* **What is being asked**
Whenever a line of the material contains the string "Looking", it should be copied.

* **Entries shown**
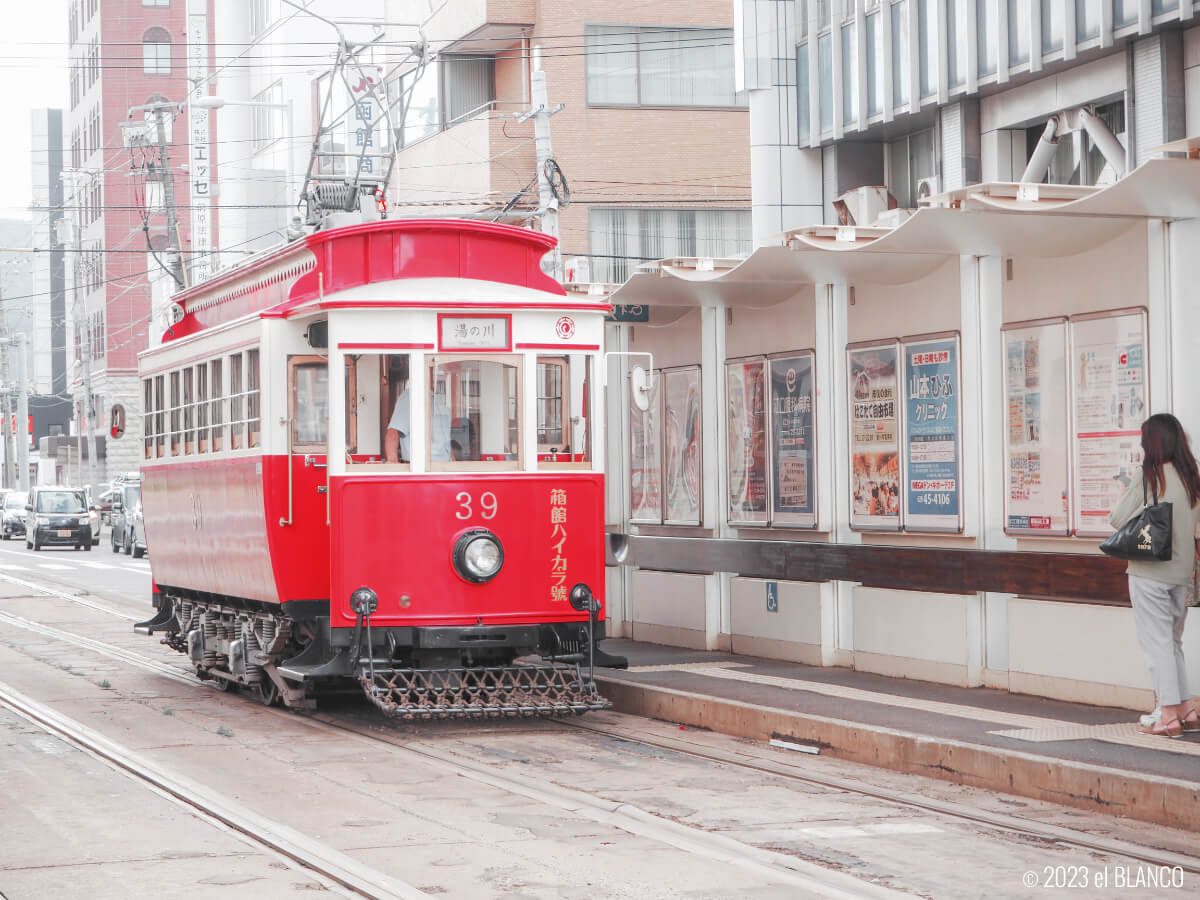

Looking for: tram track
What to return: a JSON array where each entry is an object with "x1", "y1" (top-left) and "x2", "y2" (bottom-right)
[{"x1": 2, "y1": 573, "x2": 1199, "y2": 884}]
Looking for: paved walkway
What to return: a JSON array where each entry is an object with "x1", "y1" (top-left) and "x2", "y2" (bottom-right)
[{"x1": 594, "y1": 639, "x2": 1199, "y2": 830}]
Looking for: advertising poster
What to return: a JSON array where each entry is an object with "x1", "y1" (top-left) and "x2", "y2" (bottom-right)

* **Task answer**
Looking for: tram track
Looking for: paved walkway
Looking for: advertising poster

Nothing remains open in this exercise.